Render every line of the material below as a JSON list of strings, one string per line, and skip any blank lines. Omit the pictures from the list.
--- START Raw records ---
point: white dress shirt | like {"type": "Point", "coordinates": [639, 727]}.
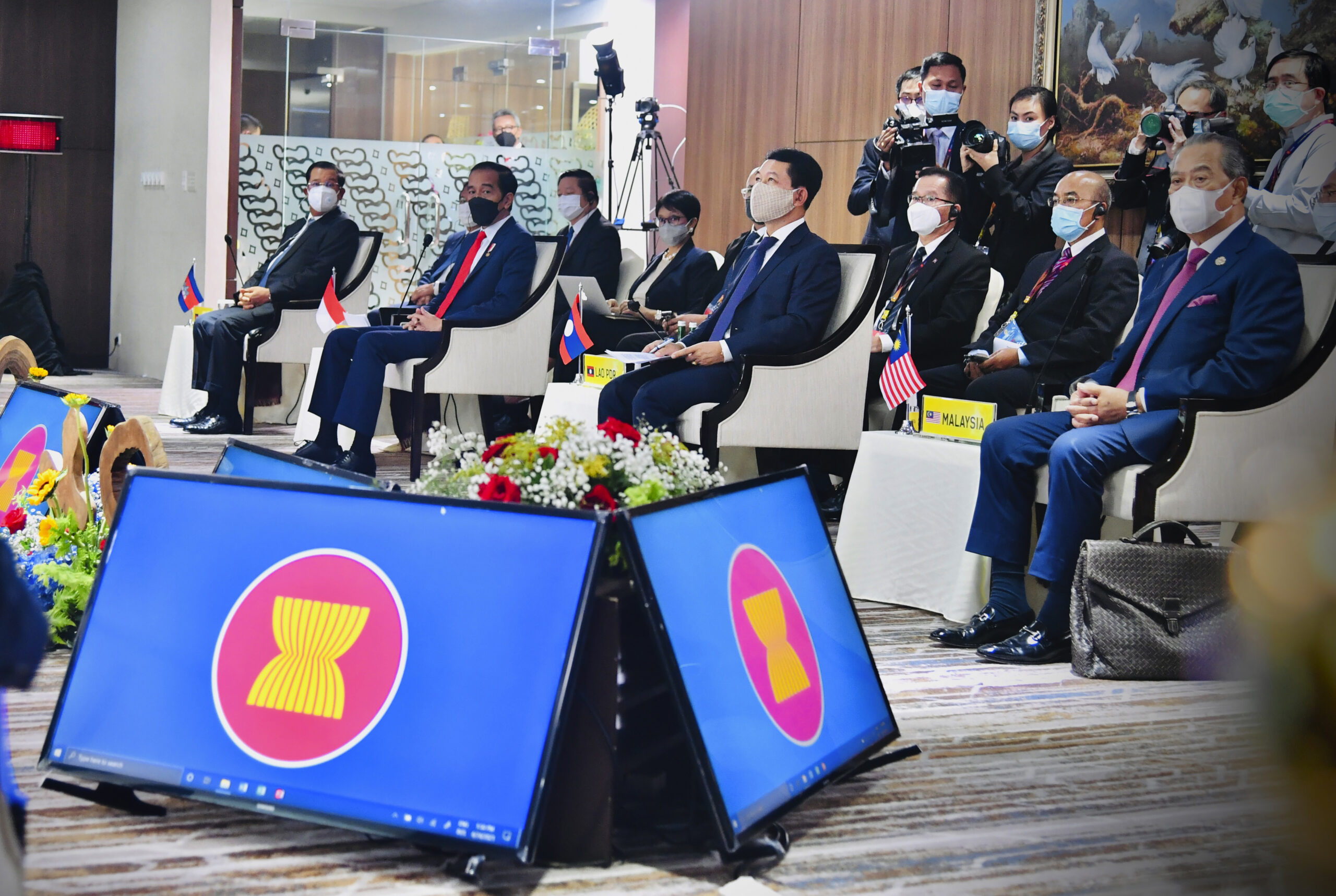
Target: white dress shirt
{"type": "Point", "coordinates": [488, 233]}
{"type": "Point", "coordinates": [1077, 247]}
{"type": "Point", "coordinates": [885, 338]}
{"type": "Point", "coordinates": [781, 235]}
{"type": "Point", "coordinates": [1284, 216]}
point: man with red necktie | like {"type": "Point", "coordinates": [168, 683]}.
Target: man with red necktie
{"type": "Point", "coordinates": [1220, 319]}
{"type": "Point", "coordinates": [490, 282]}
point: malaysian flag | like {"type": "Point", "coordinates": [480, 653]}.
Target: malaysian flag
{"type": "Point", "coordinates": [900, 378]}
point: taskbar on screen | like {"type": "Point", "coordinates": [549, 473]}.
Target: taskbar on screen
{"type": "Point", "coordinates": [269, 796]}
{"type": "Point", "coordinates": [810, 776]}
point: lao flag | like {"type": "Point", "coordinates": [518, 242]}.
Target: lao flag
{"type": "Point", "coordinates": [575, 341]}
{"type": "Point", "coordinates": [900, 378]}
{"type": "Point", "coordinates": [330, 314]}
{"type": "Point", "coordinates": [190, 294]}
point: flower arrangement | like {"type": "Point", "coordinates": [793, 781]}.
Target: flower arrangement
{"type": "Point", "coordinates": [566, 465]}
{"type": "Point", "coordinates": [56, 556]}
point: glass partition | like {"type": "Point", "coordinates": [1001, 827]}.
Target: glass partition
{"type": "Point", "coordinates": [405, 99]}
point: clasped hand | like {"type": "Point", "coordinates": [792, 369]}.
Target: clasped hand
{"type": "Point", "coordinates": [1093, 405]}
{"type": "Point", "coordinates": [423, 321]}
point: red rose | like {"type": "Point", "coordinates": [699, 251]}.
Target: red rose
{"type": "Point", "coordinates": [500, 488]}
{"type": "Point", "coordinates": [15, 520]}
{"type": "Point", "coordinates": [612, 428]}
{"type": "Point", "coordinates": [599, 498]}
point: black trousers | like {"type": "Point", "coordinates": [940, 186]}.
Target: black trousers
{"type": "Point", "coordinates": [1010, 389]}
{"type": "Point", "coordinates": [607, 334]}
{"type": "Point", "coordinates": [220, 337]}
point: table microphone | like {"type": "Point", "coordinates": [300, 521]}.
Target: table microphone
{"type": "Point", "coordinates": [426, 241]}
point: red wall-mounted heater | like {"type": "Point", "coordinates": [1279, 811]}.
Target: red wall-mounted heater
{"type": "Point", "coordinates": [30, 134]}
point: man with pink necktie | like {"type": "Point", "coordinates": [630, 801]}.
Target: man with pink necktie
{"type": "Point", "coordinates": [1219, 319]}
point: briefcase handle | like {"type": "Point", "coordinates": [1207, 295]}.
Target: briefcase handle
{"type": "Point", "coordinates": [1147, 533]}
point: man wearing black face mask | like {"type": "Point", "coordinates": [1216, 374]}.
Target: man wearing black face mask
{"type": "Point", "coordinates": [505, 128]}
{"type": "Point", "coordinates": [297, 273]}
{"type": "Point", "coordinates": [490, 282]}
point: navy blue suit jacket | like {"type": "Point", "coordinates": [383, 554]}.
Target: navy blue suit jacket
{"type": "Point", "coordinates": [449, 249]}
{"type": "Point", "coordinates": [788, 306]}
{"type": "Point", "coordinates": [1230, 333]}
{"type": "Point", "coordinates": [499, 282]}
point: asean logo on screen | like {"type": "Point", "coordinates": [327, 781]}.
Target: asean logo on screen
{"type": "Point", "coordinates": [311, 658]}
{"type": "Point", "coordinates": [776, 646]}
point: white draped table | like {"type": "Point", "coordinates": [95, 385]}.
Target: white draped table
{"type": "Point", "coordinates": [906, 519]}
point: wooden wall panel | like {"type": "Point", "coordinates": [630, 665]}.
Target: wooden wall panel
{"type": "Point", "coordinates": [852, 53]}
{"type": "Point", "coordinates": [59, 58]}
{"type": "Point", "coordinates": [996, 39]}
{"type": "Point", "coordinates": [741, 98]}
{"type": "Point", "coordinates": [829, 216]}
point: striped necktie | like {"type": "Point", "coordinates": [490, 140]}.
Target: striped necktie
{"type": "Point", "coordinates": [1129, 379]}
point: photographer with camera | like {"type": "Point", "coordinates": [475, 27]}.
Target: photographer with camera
--- END Raw records ---
Output for this task:
[
  "point: white dress shirt | like {\"type\": \"Point\", \"coordinates\": [639, 727]}.",
  "Target: white dress shirt",
  "{\"type\": \"Point\", \"coordinates\": [488, 233]}",
  "{\"type\": \"Point\", \"coordinates\": [1077, 247]}",
  "{\"type\": \"Point\", \"coordinates\": [885, 338]}",
  "{\"type\": \"Point\", \"coordinates\": [781, 235]}",
  "{\"type\": \"Point\", \"coordinates\": [1284, 216]}",
  "point: man with red necktie | like {\"type\": \"Point\", \"coordinates\": [168, 683]}.",
  "Target: man with red necktie",
  "{\"type\": \"Point\", \"coordinates\": [1220, 319]}",
  "{\"type\": \"Point\", \"coordinates\": [490, 282]}",
  "point: malaysian flag | like {\"type\": \"Point\", \"coordinates\": [480, 653]}.",
  "Target: malaysian flag",
  "{\"type\": \"Point\", \"coordinates\": [900, 378]}",
  "point: taskbar on screen | like {\"type\": \"Point\", \"coordinates\": [549, 473]}.",
  "Target: taskbar on screen",
  "{\"type\": \"Point\", \"coordinates\": [269, 796]}",
  "{\"type\": \"Point\", \"coordinates\": [810, 776]}",
  "point: lao flag | like {\"type\": \"Point\", \"coordinates\": [518, 242]}.",
  "Target: lao flag",
  "{\"type\": \"Point\", \"coordinates\": [575, 341]}",
  "{\"type\": \"Point\", \"coordinates\": [900, 378]}",
  "{\"type\": \"Point\", \"coordinates\": [330, 314]}",
  "{\"type\": \"Point\", \"coordinates\": [190, 294]}",
  "point: flower arrangement | like {\"type\": \"Point\", \"coordinates\": [793, 781]}.",
  "Target: flower arrangement",
  "{\"type\": \"Point\", \"coordinates\": [566, 465]}",
  "{\"type\": \"Point\", \"coordinates\": [56, 556]}",
  "point: glass partition | like {\"type\": \"Point\", \"coordinates\": [1001, 827]}.",
  "Target: glass partition",
  "{\"type\": \"Point\", \"coordinates\": [405, 99]}",
  "point: clasped hand | like {\"type\": \"Point\", \"coordinates\": [792, 369]}.",
  "Target: clasped hand",
  "{\"type\": \"Point\", \"coordinates\": [1093, 405]}",
  "{\"type\": \"Point\", \"coordinates\": [423, 321]}",
  "point: red rose | like {\"type\": \"Point\", \"coordinates\": [699, 251]}.",
  "Target: red rose",
  "{\"type\": \"Point\", \"coordinates\": [500, 488]}",
  "{\"type\": \"Point\", \"coordinates\": [15, 520]}",
  "{\"type\": \"Point\", \"coordinates\": [612, 428]}",
  "{\"type\": \"Point\", \"coordinates\": [599, 498]}",
  "point: black trousers | like {\"type\": \"Point\", \"coordinates\": [940, 186]}.",
  "Target: black trousers",
  "{\"type\": \"Point\", \"coordinates\": [1010, 389]}",
  "{\"type\": \"Point\", \"coordinates\": [607, 334]}",
  "{\"type\": \"Point\", \"coordinates\": [220, 337]}",
  "point: table microphone | like {\"type\": \"Point\", \"coordinates\": [300, 521]}.",
  "Target: table microphone",
  "{\"type\": \"Point\", \"coordinates\": [426, 241]}",
  "point: red wall-mounted heater | like {\"type\": \"Point\", \"coordinates\": [1279, 811]}.",
  "Target: red wall-mounted heater",
  "{\"type\": \"Point\", \"coordinates\": [30, 134]}",
  "point: man with pink necktie | like {\"type\": \"Point\", \"coordinates\": [630, 801]}.",
  "Target: man with pink necktie",
  "{\"type\": \"Point\", \"coordinates\": [1219, 319]}",
  "point: briefcase handle | like {\"type\": \"Point\", \"coordinates\": [1207, 295]}.",
  "Target: briefcase handle",
  "{\"type\": \"Point\", \"coordinates\": [1147, 533]}",
  "point: man wearing black face mask | like {\"type\": \"Point\", \"coordinates\": [1216, 374]}.",
  "Target: man wearing black face mask",
  "{\"type\": \"Point\", \"coordinates\": [505, 128]}",
  "{\"type\": \"Point\", \"coordinates\": [297, 273]}",
  "{\"type\": \"Point\", \"coordinates\": [490, 282]}",
  "point: navy blue suit jacket | like {\"type\": \"Point\", \"coordinates\": [383, 554]}.",
  "Target: navy blue suit jacket",
  "{\"type\": \"Point\", \"coordinates\": [449, 249]}",
  "{\"type\": \"Point\", \"coordinates\": [788, 306]}",
  "{\"type\": \"Point\", \"coordinates\": [1230, 333]}",
  "{\"type\": \"Point\", \"coordinates\": [499, 282]}",
  "point: asean logo on screen | like {\"type\": \"Point\", \"coordinates\": [327, 781]}.",
  "Target: asean logo on screen",
  "{\"type\": \"Point\", \"coordinates\": [311, 658]}",
  "{\"type\": \"Point\", \"coordinates\": [776, 646]}",
  "point: white draped table | like {\"type\": \"Point\", \"coordinates\": [95, 385]}.",
  "Target: white draped table",
  "{\"type\": \"Point\", \"coordinates\": [906, 519]}",
  "point: wooden wall panel | like {\"type\": \"Point\", \"coordinates\": [630, 665]}.",
  "Target: wooden wall panel",
  "{\"type\": \"Point\", \"coordinates\": [852, 53]}",
  "{\"type\": \"Point\", \"coordinates\": [59, 58]}",
  "{\"type\": \"Point\", \"coordinates\": [996, 39]}",
  "{\"type\": \"Point\", \"coordinates\": [741, 98]}",
  "{\"type\": \"Point\", \"coordinates\": [829, 216]}",
  "point: striped necktie | like {\"type\": \"Point\", \"coordinates\": [490, 140]}.",
  "Target: striped necktie",
  "{\"type\": \"Point\", \"coordinates\": [1129, 379]}",
  "point: photographer with camera | like {\"type\": \"Point\", \"coordinates\": [475, 27]}.",
  "Target: photographer with camera"
]